AUSZUG DER SEITE -
****************

Beim 50. Internationalen Filmfestival von Locarno fiel Tom ("Die tödliche Maria") Tykwers "Winterschläfer" außerordentlich auf. Die Exposition ist wohl die beste, packendste und dichteste, die deutsches Kino seit langem sehen konnte. Das Leben von sechs Menschen wird durch einen Unfall miteinander verbunden - nur daß die Städter und Bauern, Männer und Frauen aus dem kleinen, verschneiten Bergdorf bei Berchtesgarten es nicht wissen. So streiten Marco und Rebecca weiter um ihre Beziehung, Laura und René lernen sich kennen, der Bauer Theo versucht verzweifelt, den Fahrer zu finden, der seiner Meinung nach Schuld am Unfall und dem Koma seiner Tochter trägt. Schuld haben alle ein wenig, und alle versuchen auf ganz unterschiedliche Weise ihr Leben zu führen.
Die Vielfalt dieser Figuren macht "Winterschläfer" zum unvergleichlichen Erlebnis. Da ist aber auch noch die durchgehende Winterstimmung in grandiosen Bildern, von Flügen über Schnellfelder, -gipfel und Gletscherklüfte bedeutungsvoll angehoben. Und die eindringliche Filmmusik, an der Tykwer auch selbst mitschrieb, verstärkt durch Stücke u.a. von Arvo Pärt. Der träge, aber unwiderstehliche Rhythmus gehört ebenso zu den besonderen Merkmalen von "Winterschläfer". Eine überraschende Entwicklung krönt dieses große Stück Kino.
"Winterschläfer", das Porträt einer Generation, verbindet Allgemeines und ganz Privates. Dementsprechend gibt es "Montagestrecken, die viel zusammenfassen, konzentratmäßig verdichten" und an manchen Punkten ein Verweilen über das normale Zeitlimit hinaus, um selbst in quälenden Situationen eine Privatheit zu erforschen. Ein schwerer Unfall verknüpft schicksalsträchtig fünf Menschen und eine eindrucksvolle Berglandschaft miteinander.
Das Porträt "einer Generation, um die Dreißig, zwischen den Stühlen", erinnert in der Verstrickung von Lebensfäden und im tragischen Kern der Geschichte an die Filme des Kanadiers Atom Egoyan. Besonders mit dessen letztem, "The Sweet Hereafter", der ebenfalls in Locarno läuft, besteht über den Unfalltod auf eisiger Straße eine weitere Parallele. Selbst die Musik klingen stellenweise die Flöten Egoyans an. Doch "Winterschläfer" ist etwas eigenes, ganz bewußt auch etwas Deutsches, in der Gegend von Berchtesgarten Gedrehtes. Die "Übungs"-Granate der Bundeswehr, die das Kurzzeitgedächtnis von René anknackste, eine Schuld, an der Alle teilhaben und eine "Villa" bei Berchtesgarten lassen schnell politische und historische Verknüpfungen aufkommen. Mit "Winterschläfer" kann nicht nur das im Schnee versunkene Unfallauto oder das Mädchen im Koma gemeint sein: Wie sieht es mit der dargestellten Generation "um die Dreißig" aus? Wie wach ist sie?

****************

VORLIEGENDE EINTRÄGE -
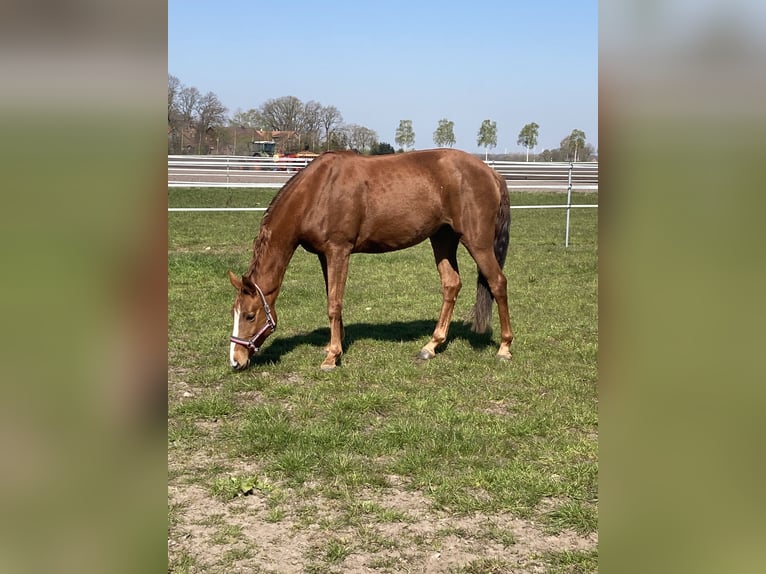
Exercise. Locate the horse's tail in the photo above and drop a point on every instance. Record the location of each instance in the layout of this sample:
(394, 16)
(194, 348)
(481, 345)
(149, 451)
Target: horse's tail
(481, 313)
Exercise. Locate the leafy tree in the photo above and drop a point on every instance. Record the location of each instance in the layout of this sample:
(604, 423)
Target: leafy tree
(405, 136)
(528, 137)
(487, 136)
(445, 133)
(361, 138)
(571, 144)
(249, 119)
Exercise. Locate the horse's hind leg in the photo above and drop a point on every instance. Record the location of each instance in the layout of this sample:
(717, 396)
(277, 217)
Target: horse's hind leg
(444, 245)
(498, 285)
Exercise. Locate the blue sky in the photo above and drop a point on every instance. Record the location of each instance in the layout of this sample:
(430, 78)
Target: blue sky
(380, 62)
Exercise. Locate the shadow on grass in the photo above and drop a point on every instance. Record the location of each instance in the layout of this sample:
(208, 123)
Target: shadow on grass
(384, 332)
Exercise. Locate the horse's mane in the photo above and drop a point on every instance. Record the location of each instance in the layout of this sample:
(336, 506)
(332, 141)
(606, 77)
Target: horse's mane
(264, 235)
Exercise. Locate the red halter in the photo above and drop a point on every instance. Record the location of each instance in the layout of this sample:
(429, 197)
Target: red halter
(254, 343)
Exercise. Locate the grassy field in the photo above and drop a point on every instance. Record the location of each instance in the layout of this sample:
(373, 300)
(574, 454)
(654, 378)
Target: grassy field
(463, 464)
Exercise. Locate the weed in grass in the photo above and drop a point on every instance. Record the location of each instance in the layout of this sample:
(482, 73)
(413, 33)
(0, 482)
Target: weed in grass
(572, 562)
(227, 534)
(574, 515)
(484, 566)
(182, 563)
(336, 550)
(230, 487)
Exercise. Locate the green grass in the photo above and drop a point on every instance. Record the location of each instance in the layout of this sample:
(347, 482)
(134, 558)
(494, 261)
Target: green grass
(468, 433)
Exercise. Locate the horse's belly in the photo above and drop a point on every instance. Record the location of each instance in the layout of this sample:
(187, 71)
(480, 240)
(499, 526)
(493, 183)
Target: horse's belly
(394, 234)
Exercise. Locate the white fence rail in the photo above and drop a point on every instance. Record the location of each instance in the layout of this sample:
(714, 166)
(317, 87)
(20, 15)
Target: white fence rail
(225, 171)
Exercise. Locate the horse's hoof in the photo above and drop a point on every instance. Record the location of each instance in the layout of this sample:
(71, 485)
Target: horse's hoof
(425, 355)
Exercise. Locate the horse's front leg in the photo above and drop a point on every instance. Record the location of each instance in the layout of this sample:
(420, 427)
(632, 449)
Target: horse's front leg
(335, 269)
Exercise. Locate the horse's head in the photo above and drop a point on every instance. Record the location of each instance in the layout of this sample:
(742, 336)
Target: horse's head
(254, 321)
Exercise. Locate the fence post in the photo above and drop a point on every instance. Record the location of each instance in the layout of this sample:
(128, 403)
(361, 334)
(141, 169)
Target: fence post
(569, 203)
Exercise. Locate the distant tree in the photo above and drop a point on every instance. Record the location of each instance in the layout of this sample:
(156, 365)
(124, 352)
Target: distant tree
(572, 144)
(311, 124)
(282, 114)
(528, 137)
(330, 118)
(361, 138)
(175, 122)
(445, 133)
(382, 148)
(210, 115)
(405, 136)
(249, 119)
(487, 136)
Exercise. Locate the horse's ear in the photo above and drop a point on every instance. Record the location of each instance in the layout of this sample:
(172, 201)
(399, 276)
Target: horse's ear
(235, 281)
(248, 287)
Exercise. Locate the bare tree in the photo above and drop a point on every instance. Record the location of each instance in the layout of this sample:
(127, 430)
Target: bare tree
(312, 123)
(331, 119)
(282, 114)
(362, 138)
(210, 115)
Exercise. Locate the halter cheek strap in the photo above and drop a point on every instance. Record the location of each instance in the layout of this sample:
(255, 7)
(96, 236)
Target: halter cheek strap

****************

BEARBEITUNGSHINWEISE - Kopieren Sie aus der Besprechung zu „Winterschläfer“ den Abschnitt von „Beim 50. Internationalen“ bis „Leben zu führen.“ wortgetreu.

LÖSUNG DER AUFGABE -
Beim 50. Internationalen Filmfestival von Locarno fiel Tom ("Die tödliche Maria") Tykwers "Winterschläfer" außerordentlich auf. Die Exposition ist wohl die beste, packendste und dichteste, die deutsches Kino seit langem sehen konnte. Das Leben von sechs Menschen wird durch einen Unfall miteinander verbunden - nur daß die Städter und Bauern, Männer und Frauen aus dem kleinen, verschneiten Bergdorf bei Berchtesgarten es nicht wissen. So streiten Marco und Rebecca weiter um ihre Beziehung, Laura und René lernen sich kennen, der Bauer Theo versucht verzweifelt, den Fahrer zu finden, der seiner Meinung nach Schuld am Unfall und dem Koma seiner Tochter trägt. Schuld haben alle ein wenig, und alle versuchen auf ganz unterschiedliche Weise ihr Leben zu führen.